- ASSIGNMENT -
Verbatim copy without pictures. Please print every entry as it stands.

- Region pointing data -
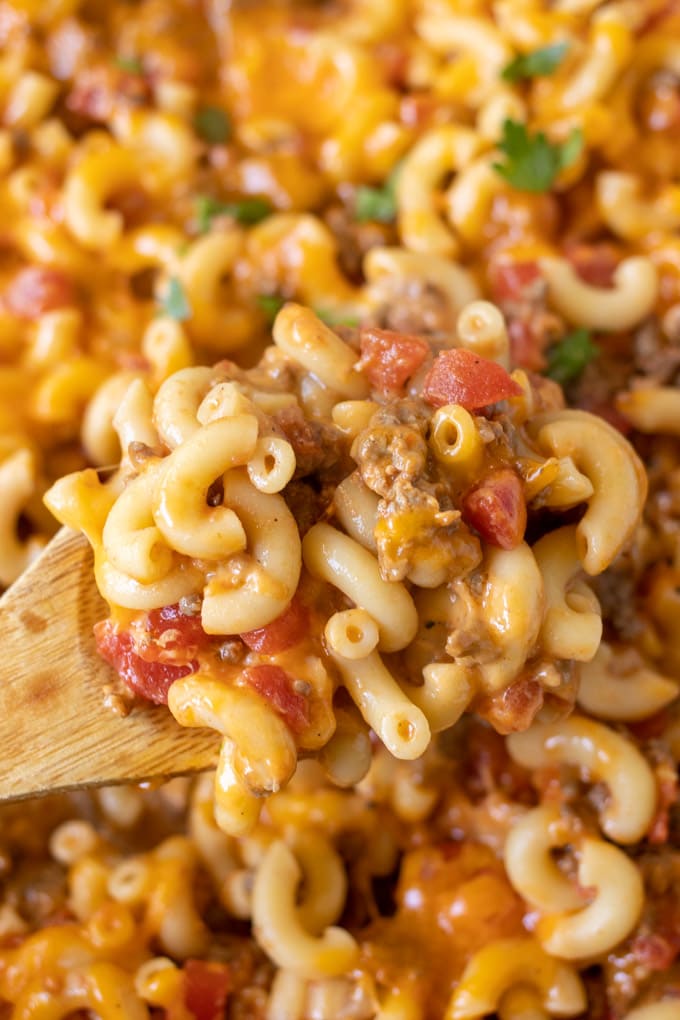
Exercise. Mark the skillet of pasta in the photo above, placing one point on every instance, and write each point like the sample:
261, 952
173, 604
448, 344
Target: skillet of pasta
349, 335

- SOLVED EXERCISE -
Exercise. Mark the skillet of pasta in the photo above, placing one point on every instance, and write each point like the sample:
261, 952
173, 604
448, 344
Target: skillet of pasta
349, 335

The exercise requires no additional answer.